--- Begin Record set ---

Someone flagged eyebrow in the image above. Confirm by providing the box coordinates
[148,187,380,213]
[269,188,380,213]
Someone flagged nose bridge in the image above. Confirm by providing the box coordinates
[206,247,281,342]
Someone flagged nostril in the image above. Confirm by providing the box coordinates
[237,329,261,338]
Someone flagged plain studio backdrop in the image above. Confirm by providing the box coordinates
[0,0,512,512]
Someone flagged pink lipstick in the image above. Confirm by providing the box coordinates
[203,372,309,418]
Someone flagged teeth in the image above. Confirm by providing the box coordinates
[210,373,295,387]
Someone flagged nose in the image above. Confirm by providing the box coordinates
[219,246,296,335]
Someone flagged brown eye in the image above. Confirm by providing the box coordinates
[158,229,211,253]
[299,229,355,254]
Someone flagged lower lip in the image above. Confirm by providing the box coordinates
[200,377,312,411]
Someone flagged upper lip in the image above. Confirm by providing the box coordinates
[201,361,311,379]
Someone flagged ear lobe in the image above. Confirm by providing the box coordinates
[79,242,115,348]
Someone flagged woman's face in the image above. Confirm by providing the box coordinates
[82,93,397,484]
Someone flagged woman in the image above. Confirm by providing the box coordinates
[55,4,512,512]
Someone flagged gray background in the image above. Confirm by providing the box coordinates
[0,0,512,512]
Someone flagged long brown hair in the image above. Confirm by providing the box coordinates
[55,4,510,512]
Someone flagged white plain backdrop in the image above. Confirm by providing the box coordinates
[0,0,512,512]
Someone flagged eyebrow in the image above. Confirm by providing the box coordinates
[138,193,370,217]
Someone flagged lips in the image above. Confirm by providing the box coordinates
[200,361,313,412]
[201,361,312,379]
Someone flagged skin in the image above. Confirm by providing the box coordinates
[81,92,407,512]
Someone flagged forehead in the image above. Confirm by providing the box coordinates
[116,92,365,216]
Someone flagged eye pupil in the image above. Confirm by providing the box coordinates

--- End Record set ---

Write out everything from the first row down to the line containing "[237,329,261,338]", that line and the requests included, and add -43 to every box coordinate in the answers.

■ **Worked solution**
Someone flagged eyebrow in the image above. Confirm by providing the box coordinates
[105,144,337,170]
[226,145,337,170]
Someone flagged nose bridge in the image above. Confirm by providing the box coordinates
[163,204,238,299]
Someone flagged nostril in the image above. Confirm by providing the box coordinates
[194,286,218,295]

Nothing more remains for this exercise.